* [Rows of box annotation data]

▼

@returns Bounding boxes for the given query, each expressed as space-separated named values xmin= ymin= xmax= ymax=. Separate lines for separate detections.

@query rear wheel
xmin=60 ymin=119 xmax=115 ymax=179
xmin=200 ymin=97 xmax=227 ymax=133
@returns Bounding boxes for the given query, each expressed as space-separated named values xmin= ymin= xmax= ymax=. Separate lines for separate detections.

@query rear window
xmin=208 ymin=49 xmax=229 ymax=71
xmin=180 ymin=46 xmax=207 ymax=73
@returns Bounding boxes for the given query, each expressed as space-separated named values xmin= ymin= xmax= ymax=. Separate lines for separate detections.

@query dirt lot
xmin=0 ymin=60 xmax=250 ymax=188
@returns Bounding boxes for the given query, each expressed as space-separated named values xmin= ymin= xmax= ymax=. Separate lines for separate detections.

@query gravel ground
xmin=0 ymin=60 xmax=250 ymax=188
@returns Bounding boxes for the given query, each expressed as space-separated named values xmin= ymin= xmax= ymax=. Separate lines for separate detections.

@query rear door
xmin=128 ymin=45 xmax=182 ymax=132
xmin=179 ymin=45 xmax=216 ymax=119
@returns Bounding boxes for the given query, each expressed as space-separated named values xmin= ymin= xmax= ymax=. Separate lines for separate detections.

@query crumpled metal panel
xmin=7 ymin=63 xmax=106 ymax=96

▲

* [Problem] Write every line of the material above again, exactly.

* [Exercise answer]
@returns Bounding boxes for the given query, each expressed as space-separated named values xmin= ymin= xmax= ymax=. Separate lines for separate detections.

@query rear wheel
xmin=60 ymin=119 xmax=115 ymax=179
xmin=200 ymin=97 xmax=227 ymax=133
@returns Bounding boxes for the given query, each expressed as space-separated named values xmin= ymin= xmax= ymax=. Separate lines for separate detections.

@query rear window
xmin=208 ymin=49 xmax=229 ymax=71
xmin=180 ymin=46 xmax=207 ymax=73
@returns Bounding boxes for the given query, each expressed as space-separated named values xmin= ymin= xmax= ymax=. Separate lines for separate detections.

@query dirt lot
xmin=0 ymin=60 xmax=250 ymax=188
@returns Bounding boxes for the given query, each expressed as space-separated named values xmin= ymin= xmax= ymax=. Separate lines for separate detections.

@query gravel ground
xmin=0 ymin=60 xmax=250 ymax=188
@returns Bounding boxes for the given query, each expressed as space-separated named values xmin= ymin= xmax= ymax=. Separate lines for separate detections.

@query rear door
xmin=128 ymin=45 xmax=182 ymax=132
xmin=179 ymin=45 xmax=216 ymax=119
@returns Bounding boxes for the given query, each expressed as space-separated named values xmin= ymin= xmax= ymax=. Separate lines for separate detections.

@query crumpled metal panel
xmin=7 ymin=63 xmax=106 ymax=96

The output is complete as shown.